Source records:
----
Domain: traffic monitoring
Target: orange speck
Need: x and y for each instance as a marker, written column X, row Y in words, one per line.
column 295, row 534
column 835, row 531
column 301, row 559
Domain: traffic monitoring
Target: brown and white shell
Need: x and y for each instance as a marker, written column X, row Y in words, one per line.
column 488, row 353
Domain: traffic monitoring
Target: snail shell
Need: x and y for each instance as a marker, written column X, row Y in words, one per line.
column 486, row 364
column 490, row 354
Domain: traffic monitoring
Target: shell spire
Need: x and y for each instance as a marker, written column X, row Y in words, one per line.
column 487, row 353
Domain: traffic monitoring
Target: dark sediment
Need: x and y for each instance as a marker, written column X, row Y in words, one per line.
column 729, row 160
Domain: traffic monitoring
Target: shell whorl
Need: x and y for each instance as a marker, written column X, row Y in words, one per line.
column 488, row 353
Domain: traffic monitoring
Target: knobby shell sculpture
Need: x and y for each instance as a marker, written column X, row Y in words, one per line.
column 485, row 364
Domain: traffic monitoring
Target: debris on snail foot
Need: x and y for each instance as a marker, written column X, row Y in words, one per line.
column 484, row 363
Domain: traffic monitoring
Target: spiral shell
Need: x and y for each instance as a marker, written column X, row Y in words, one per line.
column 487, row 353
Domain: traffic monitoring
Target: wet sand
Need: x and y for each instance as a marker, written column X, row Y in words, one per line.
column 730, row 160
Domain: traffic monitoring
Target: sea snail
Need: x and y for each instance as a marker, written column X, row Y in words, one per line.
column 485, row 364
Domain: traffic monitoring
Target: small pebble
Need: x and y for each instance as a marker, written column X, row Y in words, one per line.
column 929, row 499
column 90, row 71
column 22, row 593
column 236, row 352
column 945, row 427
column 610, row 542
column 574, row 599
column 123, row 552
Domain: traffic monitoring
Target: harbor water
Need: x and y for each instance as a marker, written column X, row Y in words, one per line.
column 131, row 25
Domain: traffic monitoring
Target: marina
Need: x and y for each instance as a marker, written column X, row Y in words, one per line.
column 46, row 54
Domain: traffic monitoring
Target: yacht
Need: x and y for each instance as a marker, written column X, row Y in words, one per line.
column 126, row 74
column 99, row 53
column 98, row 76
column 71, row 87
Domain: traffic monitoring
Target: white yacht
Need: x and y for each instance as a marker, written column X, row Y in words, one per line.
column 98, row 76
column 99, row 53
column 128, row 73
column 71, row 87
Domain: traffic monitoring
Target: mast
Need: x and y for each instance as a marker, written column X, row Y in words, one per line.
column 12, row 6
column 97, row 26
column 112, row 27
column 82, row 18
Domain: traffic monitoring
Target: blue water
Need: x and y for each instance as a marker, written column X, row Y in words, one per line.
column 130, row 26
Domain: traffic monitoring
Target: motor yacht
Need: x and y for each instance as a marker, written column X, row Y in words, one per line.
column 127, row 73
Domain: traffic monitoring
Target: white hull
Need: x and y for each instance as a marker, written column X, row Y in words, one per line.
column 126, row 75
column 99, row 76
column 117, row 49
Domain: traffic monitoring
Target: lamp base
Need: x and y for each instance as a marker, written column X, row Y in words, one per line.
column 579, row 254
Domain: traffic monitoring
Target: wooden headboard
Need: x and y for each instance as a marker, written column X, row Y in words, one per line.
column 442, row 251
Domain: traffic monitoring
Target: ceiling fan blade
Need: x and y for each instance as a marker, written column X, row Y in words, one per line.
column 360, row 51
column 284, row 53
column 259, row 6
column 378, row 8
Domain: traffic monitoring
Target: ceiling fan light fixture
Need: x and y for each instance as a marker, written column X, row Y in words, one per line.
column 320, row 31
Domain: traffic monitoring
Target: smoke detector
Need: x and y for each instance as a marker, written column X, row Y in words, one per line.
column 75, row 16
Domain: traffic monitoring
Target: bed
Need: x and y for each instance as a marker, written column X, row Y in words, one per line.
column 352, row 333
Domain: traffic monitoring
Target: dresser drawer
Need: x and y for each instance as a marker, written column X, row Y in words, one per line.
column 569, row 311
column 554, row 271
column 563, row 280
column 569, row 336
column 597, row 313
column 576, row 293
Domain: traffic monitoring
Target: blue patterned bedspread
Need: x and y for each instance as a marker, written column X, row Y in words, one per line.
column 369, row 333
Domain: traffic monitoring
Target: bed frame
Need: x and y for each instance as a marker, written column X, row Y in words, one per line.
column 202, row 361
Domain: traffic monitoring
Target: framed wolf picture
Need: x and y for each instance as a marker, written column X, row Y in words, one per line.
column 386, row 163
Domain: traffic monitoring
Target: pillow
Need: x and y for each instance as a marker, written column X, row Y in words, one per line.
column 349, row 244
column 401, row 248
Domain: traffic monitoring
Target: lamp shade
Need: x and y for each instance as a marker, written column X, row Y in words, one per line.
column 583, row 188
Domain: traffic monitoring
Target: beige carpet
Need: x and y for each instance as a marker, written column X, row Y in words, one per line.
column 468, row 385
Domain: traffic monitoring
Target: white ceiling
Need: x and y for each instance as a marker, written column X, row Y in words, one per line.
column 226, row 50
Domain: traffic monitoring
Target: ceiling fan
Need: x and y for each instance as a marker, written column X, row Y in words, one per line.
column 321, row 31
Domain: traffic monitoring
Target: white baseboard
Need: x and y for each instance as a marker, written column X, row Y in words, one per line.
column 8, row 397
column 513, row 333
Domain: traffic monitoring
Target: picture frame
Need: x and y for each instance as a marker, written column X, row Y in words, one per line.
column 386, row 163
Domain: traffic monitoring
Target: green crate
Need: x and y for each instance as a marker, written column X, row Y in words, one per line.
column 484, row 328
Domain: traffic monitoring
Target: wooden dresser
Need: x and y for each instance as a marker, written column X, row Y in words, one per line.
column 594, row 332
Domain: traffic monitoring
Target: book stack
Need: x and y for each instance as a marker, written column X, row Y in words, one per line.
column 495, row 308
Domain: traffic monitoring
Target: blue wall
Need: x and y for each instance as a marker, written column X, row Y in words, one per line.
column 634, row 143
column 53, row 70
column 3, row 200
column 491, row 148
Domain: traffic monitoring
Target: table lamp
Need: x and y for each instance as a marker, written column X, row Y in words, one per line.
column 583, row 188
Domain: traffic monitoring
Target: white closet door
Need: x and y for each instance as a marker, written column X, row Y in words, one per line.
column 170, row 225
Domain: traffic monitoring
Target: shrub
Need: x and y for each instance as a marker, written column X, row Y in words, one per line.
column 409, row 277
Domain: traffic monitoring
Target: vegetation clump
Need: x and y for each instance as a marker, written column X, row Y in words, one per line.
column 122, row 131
----
In the entries above, one line contains "Target: ceiling fan blade" and another contains "Target: ceiling fan light fixture". Reproduce exactly those two lines and the lines between them, nothing else.

## RESPONSE FOR THIS EXERCISE
Target: ceiling fan blade
Need: x and y for each instance as a marker, written column X, row Y in words, one per line.
column 360, row 51
column 284, row 53
column 259, row 6
column 378, row 8
Domain: traffic monitoring
Target: ceiling fan light fixture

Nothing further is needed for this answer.